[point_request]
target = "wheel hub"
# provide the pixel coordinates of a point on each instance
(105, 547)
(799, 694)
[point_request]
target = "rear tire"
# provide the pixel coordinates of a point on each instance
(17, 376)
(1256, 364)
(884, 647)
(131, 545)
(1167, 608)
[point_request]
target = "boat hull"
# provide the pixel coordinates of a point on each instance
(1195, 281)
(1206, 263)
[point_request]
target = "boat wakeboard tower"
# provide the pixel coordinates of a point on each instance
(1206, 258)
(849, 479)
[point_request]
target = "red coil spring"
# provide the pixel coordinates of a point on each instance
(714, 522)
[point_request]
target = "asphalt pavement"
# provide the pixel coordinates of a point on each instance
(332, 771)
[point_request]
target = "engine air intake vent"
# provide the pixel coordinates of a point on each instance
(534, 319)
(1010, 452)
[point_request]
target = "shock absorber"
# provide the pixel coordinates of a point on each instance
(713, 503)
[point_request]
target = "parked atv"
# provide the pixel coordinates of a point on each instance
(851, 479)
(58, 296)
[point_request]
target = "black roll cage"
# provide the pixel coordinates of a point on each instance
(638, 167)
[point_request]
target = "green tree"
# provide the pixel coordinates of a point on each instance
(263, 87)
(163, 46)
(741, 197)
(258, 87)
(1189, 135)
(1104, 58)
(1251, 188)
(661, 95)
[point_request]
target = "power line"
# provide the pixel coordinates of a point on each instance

----

## YOUR ASSIGNMENT
Print the records above exactly as written.

## WRITTEN RESPONSE
[point_request]
target = "wheel hub"
# provide the pixel coordinates of a point on each instance
(105, 547)
(799, 694)
[point_request]
target = "rear tire"
# provide the pixel coordinates of a point on each instance
(17, 376)
(1256, 364)
(884, 647)
(131, 545)
(1167, 608)
[point_request]
target = "boat hull"
# provide the pixel coordinates of a point on each instance
(1195, 281)
(1206, 263)
[point_request]
target = "boat wakeboard tower"
# provide the pixel coordinates of a point on each instance
(1206, 258)
(849, 479)
[point_request]
target = "red coil spring"
# provide the pixel coordinates of a point on each instance
(714, 522)
[point_request]
target = "asphalt pavement"
# provide the pixel coordinates of a point on each instance
(332, 771)
[point_request]
target = "engine air intake vent"
# provide the pixel coordinates of a point on each instance
(534, 319)
(1010, 452)
[point_request]
target = "shock absorber"
# provide the pixel coordinates of a point on each instance
(713, 503)
[point_request]
target = "parked atv"
# provide the pixel coordinates of a point on each instance
(851, 479)
(58, 296)
[point_request]
target = "black roll cage"
# provide the pixel coordinates of a point on each instance
(638, 167)
[point_request]
target = "green tree"
# provide the pixel coordinates of a point on each instance
(263, 87)
(163, 46)
(741, 197)
(258, 87)
(1189, 135)
(1104, 58)
(1251, 188)
(661, 95)
[point_request]
target = "power line"
# provide the pixel coordinates of a point on each instance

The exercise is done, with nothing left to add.